# Consigne écrite:
Répondez aux questions suivantes à partir de l'article sur la présidentielle de 2017 :
(a) Quelle part des Français ne souhaite pas voir le Président sortant se représenter ?
(b) Depuis quelle commune Arnaud Montebourg s'est-il adressé au chef de l'État cet été ?
(c) Sur quelle chaîne et à quelle date Manuel Valls a-t-il déclaré « Si j'étais à la place du Président aujourd'hui… » ?

# Extrait de page:
::::::

Présidentielle : Et si Hollande n’y allait pas ?
L’actuel président pourrait-il ne pas se représenter en 2017 ? L’hypothèse, désormais plausible, rebattrait les cartes d’un jeu que l’on croyait verrouillé.
dans l’hebdo N° 1423 Acheter ce numéro
Jusqu’ici, les jeux étaient faits. Cinq ans après 2012, Nicolas Sarkozy, Marine Le Pen et bien sûr François Hollande reviendraient jouer le match retour à la présidentielle de 2017. Le même casting pour un mauvais scénario… Mais voilà que la machine déraille. L’outsider ancien ministre Emmanuel Macron est sur le point de déclarer sa candidature – fin octobre, dit-on. Et Alain Juppé pourrait l’emporter à la primaire de la droite en novembre. Comme par un effet dominos, les certitudes vacillent dans la majorité.
Et si François Hollande jetait l’éponge pour 2017 ? Farfelue il y a encore quelques mois, l’hypothèse semble aujourd’hui plausible. Probable, même. Pour la première fois dans l’histoire de la Ve République, le Président sortant, que 85 % des Français ne souhaitent pas voir se représenter, pourrait renoncer à briguer un second mandat. Partout, la petite musique s’installe. Au point que, dans les QG des candidats à la primaire socialiste, on commence à « envisager » la possibilité d’infléchir, si besoin, sa stratégie de campagne.
Cet été, déjà, l’adversaire de l’aile gauche, Arnaud Montebourg, ne semblait plus vraiment commettre un crime de lèse-majesté quand, de Frangy-en-Bresse (Saône-et-Loire), il intimait au chef de l’État de « prendre la décision qui s’impose » pour éviter « un 21 avril puissance 20 ». La semaine dernière, c’était au tour de Manuel Valls lui-même de réunir ses soutiens à Matignon, au cas où. « Si j’étais à la place du Président aujourd’hui… », lançait le Premier ministre, comme un lapsus révélateur, sur LCI, le 2 octobre.

::::::

# Matériel:

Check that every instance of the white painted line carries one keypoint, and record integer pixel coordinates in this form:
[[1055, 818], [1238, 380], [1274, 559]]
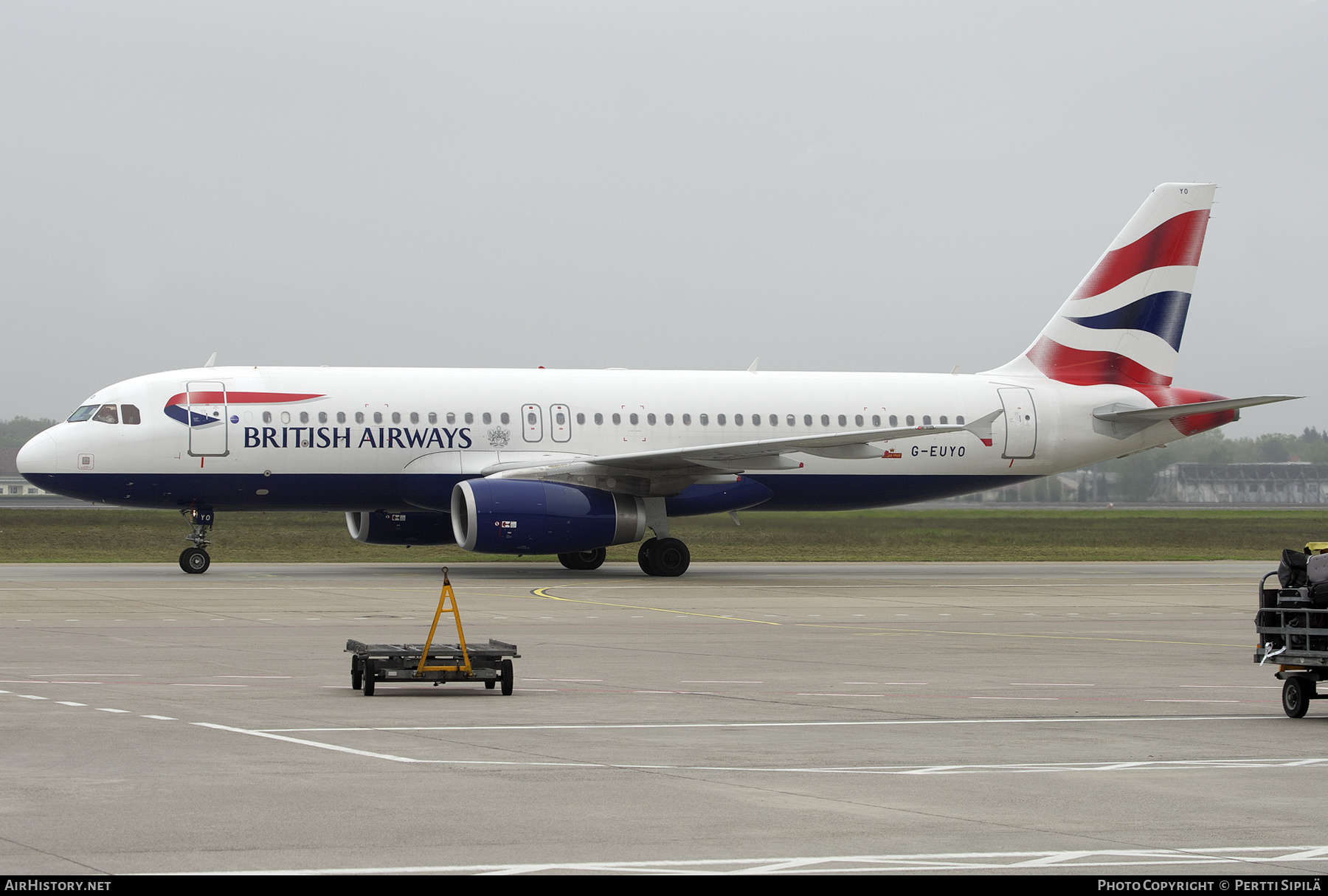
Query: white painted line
[[857, 864], [1052, 720]]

::::::

# Réponse à la consigne:
(a) 85 % des Français.
(b) De Frangy-en-Bresse, en Saône-et-Loire.
(c) Sur LCI, le 2 octobre.